No images, please. Copy each entry below exactly as it reads.

# [Data to examine]

- - - - -

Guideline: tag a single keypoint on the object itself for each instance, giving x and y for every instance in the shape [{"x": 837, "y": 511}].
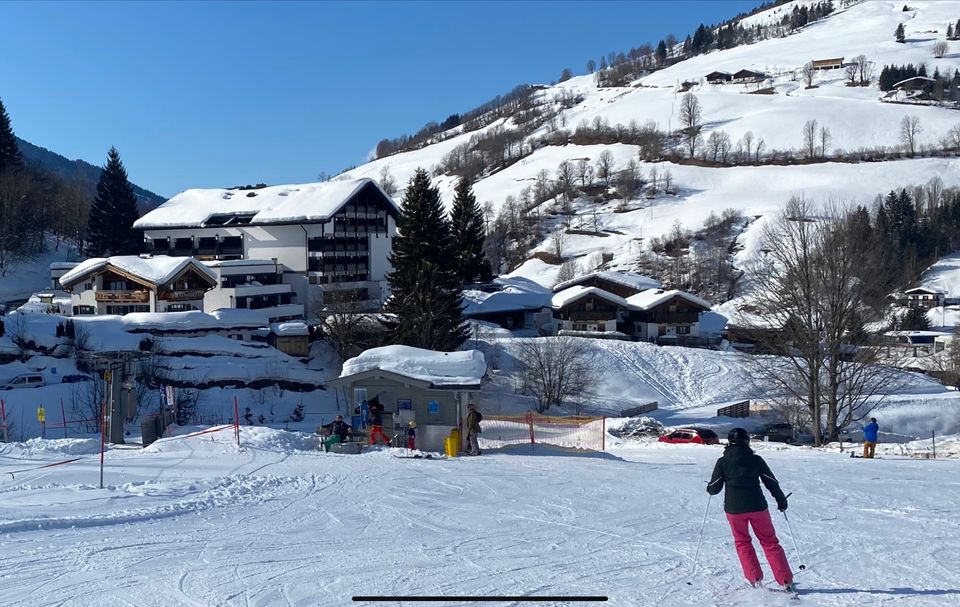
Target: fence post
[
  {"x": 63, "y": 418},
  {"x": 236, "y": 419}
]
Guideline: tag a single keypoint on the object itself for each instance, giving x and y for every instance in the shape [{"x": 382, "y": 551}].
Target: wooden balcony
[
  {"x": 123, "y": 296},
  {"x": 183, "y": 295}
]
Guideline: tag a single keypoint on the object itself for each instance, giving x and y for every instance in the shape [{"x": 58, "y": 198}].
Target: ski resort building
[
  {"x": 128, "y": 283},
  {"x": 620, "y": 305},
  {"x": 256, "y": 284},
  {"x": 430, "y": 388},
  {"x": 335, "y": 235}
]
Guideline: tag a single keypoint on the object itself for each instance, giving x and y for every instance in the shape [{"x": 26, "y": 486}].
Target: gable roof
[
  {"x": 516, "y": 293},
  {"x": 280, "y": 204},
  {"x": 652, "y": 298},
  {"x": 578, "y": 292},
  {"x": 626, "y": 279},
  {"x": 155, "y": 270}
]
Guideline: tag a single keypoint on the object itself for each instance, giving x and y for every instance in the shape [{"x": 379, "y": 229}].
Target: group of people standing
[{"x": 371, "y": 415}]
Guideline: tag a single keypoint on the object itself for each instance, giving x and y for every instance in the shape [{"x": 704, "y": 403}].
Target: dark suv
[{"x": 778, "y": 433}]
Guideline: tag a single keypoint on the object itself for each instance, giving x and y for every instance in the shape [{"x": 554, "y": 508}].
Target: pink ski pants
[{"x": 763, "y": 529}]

- - - - -

# [Result of this task]
Guideline: tag a single keypoint on the object itself for each instance, giving x and y for every instance in the shape [{"x": 837, "y": 511}].
Target: fence post
[
  {"x": 63, "y": 418},
  {"x": 236, "y": 419}
]
Guideline: tag a single keypoint on the object itself for each instance, giving x and y for every instance in the shape [{"x": 382, "y": 551}].
Target: wooden balcony
[
  {"x": 123, "y": 296},
  {"x": 183, "y": 295}
]
Guideline: tag a single keypoint on the object itself for each instance, giving x and y for every instance in the shape [{"x": 58, "y": 198}].
Target: ski resort building
[
  {"x": 128, "y": 283},
  {"x": 620, "y": 305},
  {"x": 256, "y": 284},
  {"x": 430, "y": 388},
  {"x": 335, "y": 235}
]
Guideline: tag a single keypoint on the object itself for each instance, giving x and y for every instance in the shape [{"x": 26, "y": 486}].
Target: gable roof
[
  {"x": 516, "y": 293},
  {"x": 280, "y": 204},
  {"x": 652, "y": 298},
  {"x": 578, "y": 292},
  {"x": 626, "y": 279},
  {"x": 155, "y": 270}
]
Guideline: tag a single keypoint on the object itself for each instance, giving x and y for every instance in the shape [{"x": 379, "y": 229}].
Target: group of people standing
[{"x": 371, "y": 415}]
Guideline: tag a single keypoint on the object itself for each instance, giving x and y for every instance in the shape [{"x": 704, "y": 403}].
Target: dark suv
[{"x": 778, "y": 433}]
Guideline: tag a single keypoint on the object itself for each instance, giving x and y for every instance in the shape [{"x": 554, "y": 508}].
Target: pink ski pants
[{"x": 763, "y": 529}]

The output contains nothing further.